** START OF PROVIDED ENTRIES **

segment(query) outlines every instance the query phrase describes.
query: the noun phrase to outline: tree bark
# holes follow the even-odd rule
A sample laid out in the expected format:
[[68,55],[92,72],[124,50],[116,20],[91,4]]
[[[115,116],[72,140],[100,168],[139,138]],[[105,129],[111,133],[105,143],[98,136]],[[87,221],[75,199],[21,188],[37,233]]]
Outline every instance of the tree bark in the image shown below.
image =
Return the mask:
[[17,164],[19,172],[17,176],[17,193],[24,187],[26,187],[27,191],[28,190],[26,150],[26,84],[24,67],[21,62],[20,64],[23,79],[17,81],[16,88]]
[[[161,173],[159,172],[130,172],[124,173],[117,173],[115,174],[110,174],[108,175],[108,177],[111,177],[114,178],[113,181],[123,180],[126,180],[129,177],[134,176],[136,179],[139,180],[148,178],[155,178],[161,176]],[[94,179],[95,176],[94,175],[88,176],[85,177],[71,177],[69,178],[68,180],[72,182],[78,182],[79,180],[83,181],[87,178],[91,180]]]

** END OF PROVIDED ENTRIES **

§ SET EXERCISE: Repeat all of the lines above word for word, adding nothing and leaving nothing out.

§ REPLY:
segment(query) outlines every instance the query phrase describes.
query: the noun phrase to outline: tree bark
# holes follow the even-odd rule
A sample laid out in the expected format:
[[68,55],[92,72],[124,50],[116,20],[91,4]]
[[[115,116],[72,140],[100,168],[139,138]],[[105,129],[111,133],[105,143],[98,136]],[[87,221],[75,199],[21,188],[37,233]]]
Outline every instance of the tree bark in the image shown below.
image =
Return the mask:
[[17,164],[19,172],[17,176],[17,193],[24,187],[26,187],[27,191],[28,190],[26,150],[26,84],[24,67],[21,62],[20,64],[23,79],[17,81],[16,88]]
[[[161,173],[159,172],[130,172],[124,173],[117,173],[115,174],[110,174],[108,175],[108,177],[111,177],[114,178],[113,181],[123,180],[126,180],[129,177],[134,176],[136,179],[139,180],[148,178],[155,178],[161,176]],[[94,179],[95,176],[94,175],[88,176],[85,177],[71,177],[69,178],[68,180],[72,182],[78,182],[79,180],[83,181],[87,178],[91,180]]]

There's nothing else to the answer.